TASK DETAILS – Rescale the lines beginning at the one that contains "Indicate the metal" and ending after the one that contains "<point>255,196</point>", and write out only those lines, requests included. Multiply every point coordinate in the answers by 0.45 and round to whole numbers (halves up), but leave the requests and their format samples unchanged.

PROVIDED MATERIAL –
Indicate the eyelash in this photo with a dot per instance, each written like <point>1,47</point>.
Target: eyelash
---
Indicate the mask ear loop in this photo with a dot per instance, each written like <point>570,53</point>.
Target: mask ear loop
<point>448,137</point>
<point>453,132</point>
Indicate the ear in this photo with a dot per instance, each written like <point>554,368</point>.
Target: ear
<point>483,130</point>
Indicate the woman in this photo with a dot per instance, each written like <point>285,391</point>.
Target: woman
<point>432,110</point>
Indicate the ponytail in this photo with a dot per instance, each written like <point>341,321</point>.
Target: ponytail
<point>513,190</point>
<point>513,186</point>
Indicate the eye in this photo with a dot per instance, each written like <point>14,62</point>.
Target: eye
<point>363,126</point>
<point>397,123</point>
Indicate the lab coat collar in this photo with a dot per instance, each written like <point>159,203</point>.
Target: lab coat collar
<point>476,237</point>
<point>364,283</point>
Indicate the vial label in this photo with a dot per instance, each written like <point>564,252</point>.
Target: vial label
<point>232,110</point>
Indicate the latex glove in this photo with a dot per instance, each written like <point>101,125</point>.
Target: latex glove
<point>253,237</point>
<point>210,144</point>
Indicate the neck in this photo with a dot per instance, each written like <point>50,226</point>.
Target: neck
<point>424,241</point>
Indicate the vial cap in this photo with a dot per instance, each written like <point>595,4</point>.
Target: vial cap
--
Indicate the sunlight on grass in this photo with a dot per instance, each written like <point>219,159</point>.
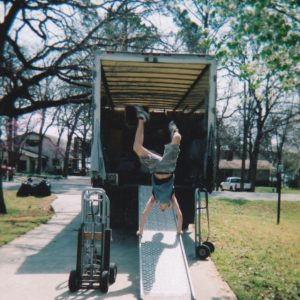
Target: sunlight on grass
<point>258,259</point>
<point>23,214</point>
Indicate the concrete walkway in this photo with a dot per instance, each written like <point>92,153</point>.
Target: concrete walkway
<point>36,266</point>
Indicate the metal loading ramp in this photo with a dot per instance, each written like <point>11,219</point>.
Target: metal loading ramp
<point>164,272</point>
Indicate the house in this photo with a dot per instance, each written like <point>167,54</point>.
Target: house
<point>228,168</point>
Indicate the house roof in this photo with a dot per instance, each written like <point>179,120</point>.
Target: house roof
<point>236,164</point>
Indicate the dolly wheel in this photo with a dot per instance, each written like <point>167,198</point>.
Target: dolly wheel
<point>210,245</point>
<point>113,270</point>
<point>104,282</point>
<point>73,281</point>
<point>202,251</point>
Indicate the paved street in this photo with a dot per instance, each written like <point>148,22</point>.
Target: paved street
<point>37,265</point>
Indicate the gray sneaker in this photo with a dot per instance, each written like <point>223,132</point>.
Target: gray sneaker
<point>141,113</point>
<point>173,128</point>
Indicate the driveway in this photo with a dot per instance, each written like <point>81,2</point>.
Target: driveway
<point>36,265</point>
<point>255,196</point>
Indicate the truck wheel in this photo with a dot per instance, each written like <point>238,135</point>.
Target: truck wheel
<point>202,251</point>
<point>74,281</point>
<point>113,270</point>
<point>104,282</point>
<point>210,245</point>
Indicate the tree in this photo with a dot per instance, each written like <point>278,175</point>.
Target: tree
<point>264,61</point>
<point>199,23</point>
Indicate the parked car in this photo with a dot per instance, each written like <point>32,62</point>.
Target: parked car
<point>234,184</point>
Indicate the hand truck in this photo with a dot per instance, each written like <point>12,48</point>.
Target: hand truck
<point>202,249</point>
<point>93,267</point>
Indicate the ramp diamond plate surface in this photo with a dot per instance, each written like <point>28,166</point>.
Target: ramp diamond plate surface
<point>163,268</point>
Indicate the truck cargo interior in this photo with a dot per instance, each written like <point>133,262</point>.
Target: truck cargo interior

RESPONSE –
Indicate the metal loading ramp in this photo with a dot per instance, each written like <point>11,219</point>.
Target: metal loading ramp
<point>74,122</point>
Indicate the house in this photo with a dot per instance, each written like <point>167,54</point>.
Target: house
<point>103,76</point>
Indicate the house roof in this photo with a dot per instance, each written like <point>179,120</point>.
Target: house roof
<point>106,74</point>
Indicate the dolly wheel in this photo with a dot per instance, each written like <point>167,198</point>.
Target: dolly wheel
<point>95,110</point>
<point>51,122</point>
<point>47,127</point>
<point>33,126</point>
<point>91,113</point>
Indicate the paved street in this photo with a dot per instance, each written like <point>148,22</point>.
Target: paved street
<point>17,119</point>
Indicate the gray sneaker in this photo with a dot per instance, each written like <point>223,132</point>.
Target: gray sneaker
<point>63,51</point>
<point>78,58</point>
Indicate the driveway in this photo with a dot per instance, each written like <point>81,2</point>.
Target: driveway
<point>16,119</point>
<point>115,88</point>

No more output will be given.